- _Excerpt_

-- START --

Understanding trumps terror

 

 
 
 

It's not that I don't like spiders.

It's the terror that creeps into the very cracks and crannies of my brain at the mere thought of them that I don't like.

Those cracks and crannies, incidentally, are just like the ones where they like to spin their webs and lie in wait for unsuspecting arachnophobes like myself.

Okay, I lied. I'm not unsuspecting. I'm ever-suspicious of dank corners and the dark, low ceilings of cellars and root houses - like the root house I used to have to enter practically every day as a boy, from autumn through spring (thankfully, summer's potatoes were hauled straight out of the garden, in the light of day), to fetch the potatoes it was my duty to peel for the evening meals.

I still shudder at the mere thought of stepping down into that den of arachnid iniquity - the webs crawling over my hair and cheeks, brushing my shoulders and infesting my clothing.

Layers of my brain feel like they're peeling away every time I so much as spare a momentary thought for how I had to reach into those spider-infested bins of potatoes.

Oh, I know they were there. I know there were spiders crawling over my hands and across my back and up my legs. as long as I was inside that dingy, dark, below-ground root storage - precisely the kind of place that spiders have claimed for their own since the pre-dinosaur times when they were among the world's dominant species - football-sized, with fangs the size of ballpoint pens.

Football spiders and three-foot dragonflies.

My colleague Matthew Claxton sent shivers down my spine with his tales of spiders invading his home, taking over his world - a nightmarish world, indeed.

While the day of the spiders' domination is actually in the past, not likely the future, he pointed to a fact that I try to push far into the furthest reaches of my mind, the nether cracks and crannies where only the spiders might dwell: this is the time of year when the spiders rise again. This is the time of year when, indeed, they invade my otherwise blissful, relatively spiderless existence.

-- END --

- _Supplied information_
-- START --

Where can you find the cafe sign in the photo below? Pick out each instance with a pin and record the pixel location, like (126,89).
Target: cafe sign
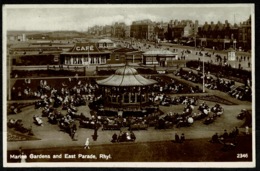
(85,47)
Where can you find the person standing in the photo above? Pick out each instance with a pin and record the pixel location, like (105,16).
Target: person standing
(87,144)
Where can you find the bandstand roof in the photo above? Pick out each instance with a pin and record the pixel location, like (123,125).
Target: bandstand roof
(159,53)
(126,77)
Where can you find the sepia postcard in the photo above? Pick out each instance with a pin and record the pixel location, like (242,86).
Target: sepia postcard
(136,85)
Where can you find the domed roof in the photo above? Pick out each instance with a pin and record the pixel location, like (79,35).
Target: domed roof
(126,76)
(126,71)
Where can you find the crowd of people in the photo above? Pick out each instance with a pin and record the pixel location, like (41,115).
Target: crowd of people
(240,92)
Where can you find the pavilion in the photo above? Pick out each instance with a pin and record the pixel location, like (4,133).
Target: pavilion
(126,91)
(161,57)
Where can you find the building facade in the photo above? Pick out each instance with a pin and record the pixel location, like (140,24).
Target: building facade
(143,30)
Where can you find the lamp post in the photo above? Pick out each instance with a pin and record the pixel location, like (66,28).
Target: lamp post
(203,73)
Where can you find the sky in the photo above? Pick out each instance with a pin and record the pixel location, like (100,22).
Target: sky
(80,17)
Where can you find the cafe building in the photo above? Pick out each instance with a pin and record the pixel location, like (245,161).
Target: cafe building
(84,54)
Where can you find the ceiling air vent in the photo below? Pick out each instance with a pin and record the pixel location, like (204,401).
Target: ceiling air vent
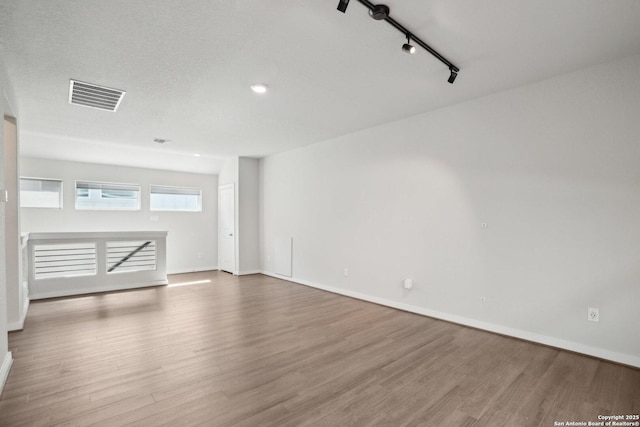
(94,96)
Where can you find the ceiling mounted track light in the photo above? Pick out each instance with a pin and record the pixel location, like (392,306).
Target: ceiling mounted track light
(408,47)
(452,76)
(380,12)
(342,6)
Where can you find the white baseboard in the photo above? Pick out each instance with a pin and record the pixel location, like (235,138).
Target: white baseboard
(4,370)
(248,272)
(600,353)
(96,289)
(195,270)
(19,325)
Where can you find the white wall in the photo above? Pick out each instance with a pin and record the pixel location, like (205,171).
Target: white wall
(193,236)
(17,301)
(249,215)
(7,107)
(551,168)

-- END --

- _What you will do_
- a) Update the part of the spider essay that opens with "I still shudder" and closes with "of ballpoint pens.", replacing "root storage" with "cellar".
- b) In the spider essay, what errand took the writer into the root house as a boy?
- c) Proceed with the spider essay from the point where it stops.

- _Answers_
- a)
I still shudder at the mere thought of stepping down into that den of arachnid iniquity - the webs crawling over my hair and cheeks, brushing my shoulders and infesting my clothing.

Layers of my brain feel like they're peeling away every time I so much as spare a momentary thought for how I had to reach into those spider-infested bins of potatoes.

Oh, I know they were there. I know there were spiders crawling over my hands and across my back and up my legs. as long as I was inside that dingy, dark, below-ground cellar - precisely the kind of place that spiders have claimed for their own since the pre-dinosaur times when they were among the world's dominant species - football-sized, with fangs the size of ballpoint pens.

- b) Fetching the potatoes it was his duty to peel for the evening meals.

- c)
This is the time of year when they seek shelter indoors to escape the cold, hard reality of fall. and deadly winter. Leave the slightest crack for them, and in they flit, scurrying almost audibly across the floor.

This is the time of year at which, coincidentally, they have reached the peak of size, their most horrific of proportions, which in the case of some local species can be measured in whole inches.

Interestingly, only the ubiquitous orb spinners seem not to bother me. Oh, yes, once upon a time they did. But one day - a sunny early-fall day like many we are experiencing this year - I steeled myself, grabbed my camera, fitted to it my finest macro lens, headed into the backyard and began shooting them.

Understand this: I do not like killing spiders, and rarely do, if they keep their distance. They have an important place in my garden's ecosystem - a place that I grudgingly accept as necessary.

Like almost the only hunters I have much admiration for anymore, I shot my prey with the camera, getting up close and personal with a couple attempting (or actually, not attempting, in the case of the female) to mate.

Interestingly, the male must quickly advance and avoid his mate's fangs until he can temporarily paralyze her. Or die trying.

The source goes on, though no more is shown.